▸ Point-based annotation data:
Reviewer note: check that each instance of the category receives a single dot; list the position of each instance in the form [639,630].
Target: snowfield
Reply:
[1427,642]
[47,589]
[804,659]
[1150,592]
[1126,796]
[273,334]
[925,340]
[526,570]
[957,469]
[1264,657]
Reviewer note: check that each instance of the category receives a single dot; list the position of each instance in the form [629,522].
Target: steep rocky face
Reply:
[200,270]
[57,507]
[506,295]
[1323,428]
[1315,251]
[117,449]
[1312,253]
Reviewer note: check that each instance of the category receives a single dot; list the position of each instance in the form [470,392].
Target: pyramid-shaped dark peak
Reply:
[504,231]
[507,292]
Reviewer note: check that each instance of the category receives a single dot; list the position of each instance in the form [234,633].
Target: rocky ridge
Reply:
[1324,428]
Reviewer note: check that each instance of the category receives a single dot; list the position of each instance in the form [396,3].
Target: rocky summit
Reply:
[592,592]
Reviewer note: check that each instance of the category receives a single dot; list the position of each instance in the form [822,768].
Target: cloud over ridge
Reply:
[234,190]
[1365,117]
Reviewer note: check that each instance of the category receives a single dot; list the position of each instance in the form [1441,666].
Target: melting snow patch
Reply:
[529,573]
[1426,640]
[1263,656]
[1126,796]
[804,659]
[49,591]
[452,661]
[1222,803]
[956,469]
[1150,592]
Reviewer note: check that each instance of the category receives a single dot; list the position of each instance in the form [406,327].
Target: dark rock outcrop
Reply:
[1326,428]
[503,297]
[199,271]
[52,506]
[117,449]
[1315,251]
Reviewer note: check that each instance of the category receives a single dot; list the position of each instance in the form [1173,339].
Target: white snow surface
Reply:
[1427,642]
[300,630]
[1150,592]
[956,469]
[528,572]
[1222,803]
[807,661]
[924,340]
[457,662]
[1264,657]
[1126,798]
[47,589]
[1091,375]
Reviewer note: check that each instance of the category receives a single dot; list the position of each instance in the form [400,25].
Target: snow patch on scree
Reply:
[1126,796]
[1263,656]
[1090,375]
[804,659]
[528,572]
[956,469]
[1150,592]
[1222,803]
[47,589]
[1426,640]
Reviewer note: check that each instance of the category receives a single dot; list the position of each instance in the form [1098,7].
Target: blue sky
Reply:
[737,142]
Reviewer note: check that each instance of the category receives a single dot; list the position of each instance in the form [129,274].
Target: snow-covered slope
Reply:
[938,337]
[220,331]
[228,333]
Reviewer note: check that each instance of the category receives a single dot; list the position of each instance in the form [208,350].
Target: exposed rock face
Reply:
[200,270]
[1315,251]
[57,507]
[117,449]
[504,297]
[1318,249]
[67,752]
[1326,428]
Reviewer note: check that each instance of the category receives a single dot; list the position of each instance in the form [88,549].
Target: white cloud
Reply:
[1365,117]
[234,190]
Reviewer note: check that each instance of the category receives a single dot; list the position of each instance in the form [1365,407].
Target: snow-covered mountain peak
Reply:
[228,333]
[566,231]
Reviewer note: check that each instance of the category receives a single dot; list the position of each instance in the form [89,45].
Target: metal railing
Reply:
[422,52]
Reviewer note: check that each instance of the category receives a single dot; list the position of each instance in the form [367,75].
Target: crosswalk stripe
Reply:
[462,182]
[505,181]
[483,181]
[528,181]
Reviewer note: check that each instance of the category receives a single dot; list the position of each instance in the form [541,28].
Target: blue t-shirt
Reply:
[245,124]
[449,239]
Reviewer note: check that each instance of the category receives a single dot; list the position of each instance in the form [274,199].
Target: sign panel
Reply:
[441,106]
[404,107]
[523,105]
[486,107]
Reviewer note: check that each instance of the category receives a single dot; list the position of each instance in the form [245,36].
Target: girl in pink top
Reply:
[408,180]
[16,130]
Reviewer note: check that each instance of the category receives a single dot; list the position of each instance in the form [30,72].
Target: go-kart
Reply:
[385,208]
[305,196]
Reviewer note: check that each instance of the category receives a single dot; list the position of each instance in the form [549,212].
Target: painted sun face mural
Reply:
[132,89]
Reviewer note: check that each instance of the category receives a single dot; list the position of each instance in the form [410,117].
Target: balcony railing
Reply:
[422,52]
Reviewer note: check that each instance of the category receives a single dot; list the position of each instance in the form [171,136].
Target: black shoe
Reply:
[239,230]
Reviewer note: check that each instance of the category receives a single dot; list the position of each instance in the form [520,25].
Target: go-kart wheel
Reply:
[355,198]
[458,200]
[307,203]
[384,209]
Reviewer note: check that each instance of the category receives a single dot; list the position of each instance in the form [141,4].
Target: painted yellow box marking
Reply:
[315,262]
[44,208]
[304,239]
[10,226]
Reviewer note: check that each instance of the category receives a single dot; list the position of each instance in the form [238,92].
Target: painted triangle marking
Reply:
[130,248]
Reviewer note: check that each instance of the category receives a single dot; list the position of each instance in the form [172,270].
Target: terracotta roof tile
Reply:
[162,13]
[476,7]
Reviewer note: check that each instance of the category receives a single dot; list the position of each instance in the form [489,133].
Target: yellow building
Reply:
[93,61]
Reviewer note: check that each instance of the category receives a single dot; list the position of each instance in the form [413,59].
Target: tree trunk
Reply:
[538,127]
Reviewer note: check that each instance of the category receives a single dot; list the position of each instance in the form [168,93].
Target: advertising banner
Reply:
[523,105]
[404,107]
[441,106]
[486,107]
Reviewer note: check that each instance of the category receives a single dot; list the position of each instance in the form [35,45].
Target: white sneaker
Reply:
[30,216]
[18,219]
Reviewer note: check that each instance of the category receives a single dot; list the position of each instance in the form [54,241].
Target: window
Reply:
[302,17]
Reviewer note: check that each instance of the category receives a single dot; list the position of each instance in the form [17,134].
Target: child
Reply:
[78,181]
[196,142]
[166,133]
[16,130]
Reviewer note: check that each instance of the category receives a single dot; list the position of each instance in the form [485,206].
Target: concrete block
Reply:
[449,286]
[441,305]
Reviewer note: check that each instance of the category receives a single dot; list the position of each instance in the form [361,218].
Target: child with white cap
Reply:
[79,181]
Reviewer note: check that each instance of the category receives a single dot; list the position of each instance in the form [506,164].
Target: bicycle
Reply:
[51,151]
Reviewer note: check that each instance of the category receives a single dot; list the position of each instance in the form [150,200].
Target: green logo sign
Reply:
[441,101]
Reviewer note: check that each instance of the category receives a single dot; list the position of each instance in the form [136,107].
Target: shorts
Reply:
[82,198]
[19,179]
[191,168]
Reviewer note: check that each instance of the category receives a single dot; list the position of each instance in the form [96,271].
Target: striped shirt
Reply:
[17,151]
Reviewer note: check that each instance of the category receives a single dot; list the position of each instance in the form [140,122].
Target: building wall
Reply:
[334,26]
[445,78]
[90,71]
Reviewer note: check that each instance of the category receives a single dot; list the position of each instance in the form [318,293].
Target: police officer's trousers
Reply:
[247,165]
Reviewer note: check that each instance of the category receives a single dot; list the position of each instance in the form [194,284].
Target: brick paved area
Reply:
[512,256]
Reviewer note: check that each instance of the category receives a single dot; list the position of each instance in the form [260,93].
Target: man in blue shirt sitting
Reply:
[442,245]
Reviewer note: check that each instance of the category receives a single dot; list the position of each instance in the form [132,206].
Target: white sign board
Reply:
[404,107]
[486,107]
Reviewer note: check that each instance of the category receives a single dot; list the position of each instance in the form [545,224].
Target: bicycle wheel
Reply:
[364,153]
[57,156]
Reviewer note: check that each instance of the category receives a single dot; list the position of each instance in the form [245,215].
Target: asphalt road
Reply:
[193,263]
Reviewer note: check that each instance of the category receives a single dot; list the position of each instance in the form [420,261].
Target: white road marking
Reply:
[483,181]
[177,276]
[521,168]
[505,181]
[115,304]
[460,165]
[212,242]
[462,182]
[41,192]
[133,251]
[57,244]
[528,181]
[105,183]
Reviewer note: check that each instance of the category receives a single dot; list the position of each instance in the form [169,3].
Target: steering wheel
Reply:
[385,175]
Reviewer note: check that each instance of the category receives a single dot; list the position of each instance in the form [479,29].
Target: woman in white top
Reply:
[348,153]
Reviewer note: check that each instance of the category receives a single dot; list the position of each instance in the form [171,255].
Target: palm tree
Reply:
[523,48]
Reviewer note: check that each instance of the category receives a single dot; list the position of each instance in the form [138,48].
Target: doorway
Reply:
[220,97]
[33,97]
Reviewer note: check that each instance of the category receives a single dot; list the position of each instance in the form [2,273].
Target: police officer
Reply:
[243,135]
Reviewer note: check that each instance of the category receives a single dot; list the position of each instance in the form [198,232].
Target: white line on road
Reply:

▸ DIRECTIVE:
Starting at the line that contains "the form [138,48].", output each remaining line of the listing, the last line included, exactly as it appears.

▸ EXERCISE SOLUTION:
Reviewer note: check that each instance of the category receives a single dot; list the position of each instance in the form [138,48].
Target: doorway
Reply:
[220,97]
[33,97]
Reviewer note: check that each instance of the category receives a single dot; list the position of each instance in the form [2,273].
Target: police officer
Reply:
[243,135]
Reviewer note: check that each instance of the category receives a single dot; list the position of each instance in the form [198,232].
Target: white line on road
Reply:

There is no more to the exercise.